* _What the exercise asks_
The data below is to be copied exactly, line by line.

* _Input records_
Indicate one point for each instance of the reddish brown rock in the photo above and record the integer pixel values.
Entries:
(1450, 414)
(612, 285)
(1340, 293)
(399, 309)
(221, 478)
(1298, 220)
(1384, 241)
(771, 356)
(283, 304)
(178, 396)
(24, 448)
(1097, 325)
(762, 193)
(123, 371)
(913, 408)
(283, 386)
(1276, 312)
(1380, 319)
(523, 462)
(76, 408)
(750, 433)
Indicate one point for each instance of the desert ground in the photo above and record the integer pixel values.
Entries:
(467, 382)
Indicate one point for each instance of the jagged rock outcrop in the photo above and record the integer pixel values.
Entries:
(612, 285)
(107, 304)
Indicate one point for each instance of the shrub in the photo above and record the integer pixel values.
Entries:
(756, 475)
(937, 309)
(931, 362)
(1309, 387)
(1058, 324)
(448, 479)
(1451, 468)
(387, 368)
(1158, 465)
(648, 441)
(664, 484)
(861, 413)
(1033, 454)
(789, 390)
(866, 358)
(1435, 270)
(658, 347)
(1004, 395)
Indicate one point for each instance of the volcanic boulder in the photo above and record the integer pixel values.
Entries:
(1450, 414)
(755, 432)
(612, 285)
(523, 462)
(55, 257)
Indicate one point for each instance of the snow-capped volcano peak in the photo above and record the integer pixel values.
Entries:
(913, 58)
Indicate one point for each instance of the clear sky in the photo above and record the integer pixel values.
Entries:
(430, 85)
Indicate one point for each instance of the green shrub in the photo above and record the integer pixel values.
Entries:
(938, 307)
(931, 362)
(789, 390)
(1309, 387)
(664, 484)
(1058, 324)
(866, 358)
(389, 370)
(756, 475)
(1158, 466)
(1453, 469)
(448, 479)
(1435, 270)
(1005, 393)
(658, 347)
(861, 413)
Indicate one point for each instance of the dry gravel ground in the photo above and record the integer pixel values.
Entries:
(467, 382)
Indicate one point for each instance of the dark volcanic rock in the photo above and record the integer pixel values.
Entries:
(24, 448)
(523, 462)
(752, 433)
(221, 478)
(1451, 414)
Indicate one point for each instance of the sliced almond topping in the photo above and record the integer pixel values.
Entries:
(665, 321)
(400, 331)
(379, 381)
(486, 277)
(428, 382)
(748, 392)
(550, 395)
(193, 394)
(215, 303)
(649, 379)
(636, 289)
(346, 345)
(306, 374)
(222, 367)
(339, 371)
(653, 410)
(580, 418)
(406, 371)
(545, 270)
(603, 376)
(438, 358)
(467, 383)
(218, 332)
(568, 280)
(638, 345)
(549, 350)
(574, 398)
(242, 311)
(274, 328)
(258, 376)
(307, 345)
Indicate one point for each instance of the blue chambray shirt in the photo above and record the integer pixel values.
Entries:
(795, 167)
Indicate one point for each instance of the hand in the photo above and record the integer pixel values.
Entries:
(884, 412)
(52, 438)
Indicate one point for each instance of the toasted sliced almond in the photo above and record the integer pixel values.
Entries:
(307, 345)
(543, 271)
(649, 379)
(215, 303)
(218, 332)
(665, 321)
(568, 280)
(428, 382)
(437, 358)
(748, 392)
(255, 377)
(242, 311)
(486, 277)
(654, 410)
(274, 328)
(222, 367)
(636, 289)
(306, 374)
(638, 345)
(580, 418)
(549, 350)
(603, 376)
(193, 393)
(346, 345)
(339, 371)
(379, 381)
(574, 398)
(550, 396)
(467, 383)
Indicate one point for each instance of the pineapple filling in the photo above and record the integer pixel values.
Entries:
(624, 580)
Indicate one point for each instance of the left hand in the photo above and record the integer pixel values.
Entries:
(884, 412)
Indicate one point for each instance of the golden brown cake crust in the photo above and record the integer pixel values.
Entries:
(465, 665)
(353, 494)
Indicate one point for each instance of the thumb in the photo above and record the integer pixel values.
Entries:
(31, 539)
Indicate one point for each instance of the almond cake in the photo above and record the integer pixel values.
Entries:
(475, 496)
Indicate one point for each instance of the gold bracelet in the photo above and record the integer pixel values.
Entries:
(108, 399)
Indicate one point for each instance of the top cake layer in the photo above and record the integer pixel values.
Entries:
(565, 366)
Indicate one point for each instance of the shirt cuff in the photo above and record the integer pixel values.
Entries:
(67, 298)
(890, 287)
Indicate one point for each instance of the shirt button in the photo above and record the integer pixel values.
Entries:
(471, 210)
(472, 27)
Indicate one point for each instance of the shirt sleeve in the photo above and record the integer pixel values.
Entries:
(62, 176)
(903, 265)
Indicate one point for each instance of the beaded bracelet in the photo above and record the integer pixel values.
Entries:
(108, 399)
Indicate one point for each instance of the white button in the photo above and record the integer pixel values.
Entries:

* _Response box_
Indicate one point for each instance of the reddish brown rock in the photo above and record the integer pixel values.
Entries:
(1450, 414)
(612, 285)
(1340, 293)
(399, 309)
(221, 478)
(1298, 220)
(1384, 241)
(771, 356)
(283, 304)
(178, 396)
(24, 448)
(1097, 325)
(762, 193)
(123, 371)
(913, 408)
(283, 386)
(1276, 312)
(1380, 319)
(523, 462)
(76, 408)
(750, 433)
Indicate one point for each instance of the desert ground in the photo above and record the integer pixel values.
Entries:
(467, 382)
Indicate one point for each instance of the jagged rock outcrop in the photo above and record the integer pixel values.
Entries:
(612, 285)
(107, 304)
Indicate one point for each instance of the shrub in the photo above and record the integer pixel values.
Entries:
(756, 475)
(937, 309)
(931, 362)
(1309, 387)
(1058, 324)
(448, 479)
(1451, 468)
(387, 368)
(1158, 465)
(648, 441)
(664, 484)
(861, 413)
(1033, 454)
(789, 390)
(866, 358)
(1435, 270)
(658, 347)
(1004, 395)
Indicate one point for each instance of the volcanic boulder in the photo above and record the integer pixel values.
Entries:
(1450, 414)
(755, 432)
(612, 285)
(523, 462)
(55, 257)
Indicate one point for each instance of the snow-capped volcano peak in the photo above and record the integer pixel values.
Entries:
(913, 58)
Indicate one point for each instance of the clear sky in the photo above and record the integer pixel values.
Entries:
(430, 85)
Indicate one point for each instance of the green shrub in the photo above and record the integer pixel values.
Entries:
(938, 307)
(931, 362)
(789, 390)
(1309, 387)
(664, 484)
(1058, 324)
(866, 358)
(389, 370)
(756, 475)
(1158, 466)
(1453, 469)
(448, 479)
(1435, 270)
(1005, 393)
(658, 347)
(861, 413)
Indicate one point for each instance of the dry gravel ground in the photo above and record the integer pixel values.
Entries:
(467, 382)
Indicate one point for each instance of the dark volcanic rock in the photo above and record the integer pixel values.
Entries:
(24, 448)
(523, 462)
(752, 433)
(221, 478)
(1451, 414)
Indicate one point for each instance of the sliced almond topping in the photo above and record the integer pixel values.
Entries:
(665, 321)
(400, 331)
(379, 381)
(486, 277)
(428, 382)
(748, 392)
(550, 395)
(193, 394)
(215, 303)
(649, 379)
(636, 289)
(346, 345)
(306, 374)
(222, 367)
(339, 371)
(653, 410)
(580, 418)
(406, 371)
(545, 270)
(603, 376)
(438, 358)
(467, 383)
(218, 332)
(568, 280)
(638, 345)
(549, 350)
(574, 398)
(242, 311)
(274, 328)
(258, 376)
(307, 345)
Indicate one point for each instance of the blue chambray shirt in the photo above and record the integer pixel values.
Entries:
(795, 167)
Indicate one point for each instance of the hand in the photo above and record the integer pixel values.
Entries:
(884, 412)
(52, 438)
Indicate one point for each instance of the toasted sliced almond in the photo above and record the integer pixel values.
Entries:
(307, 345)
(543, 271)
(649, 379)
(215, 303)
(218, 332)
(665, 321)
(568, 280)
(428, 382)
(437, 358)
(748, 392)
(255, 377)
(242, 311)
(486, 277)
(654, 410)
(274, 328)
(222, 367)
(636, 289)
(306, 374)
(638, 345)
(580, 418)
(549, 350)
(603, 376)
(193, 393)
(346, 345)
(339, 371)
(379, 381)
(574, 398)
(550, 396)
(467, 383)
Indicate one point for each instance of the pineapple filling in the photo above and record the integer pixel values.
Entries:
(624, 580)
Indicate one point for each instance of the left hand in the photo above and record the integer pixel values.
Entries:
(884, 412)
Indicate one point for each instance of the golden brown cake crust in the photo above and record the integer pixel values.
Entries:
(465, 665)
(353, 494)
Indicate one point for each instance of the thumb in the photo above and record the integer pixel values.
Entries:
(31, 539)
Indicate one point for each instance of the almond cake in the photo above and record the integer pixel values.
Entries:
(475, 496)
Indicate one point for each instance of the gold bracelet in the photo above and record the integer pixel values.
Entries:
(108, 399)
Indicate one point for each instance of the top cake layer in the photo above and record the integer pixel values.
Entries:
(565, 366)
Indicate one point for each instance of the shirt cuff in the photo above and record the integer pixel values.
Entries:
(67, 298)
(890, 287)
Indicate one point for each instance of the shirt button in the photo above and record the integer pixel values.
Entries:
(471, 210)
(472, 27)
Indicate one point for each instance of the shirt sleeve in the photo above and record the integer pixel values.
Entries:
(62, 176)
(903, 265)
Indicate one point for each instance of the beaded bracelet in the photo above and record the integer pixel values.
Entries:
(108, 399)
Indicate one point for each instance of the white button in the photo above and record the integer pixel values.
Entries:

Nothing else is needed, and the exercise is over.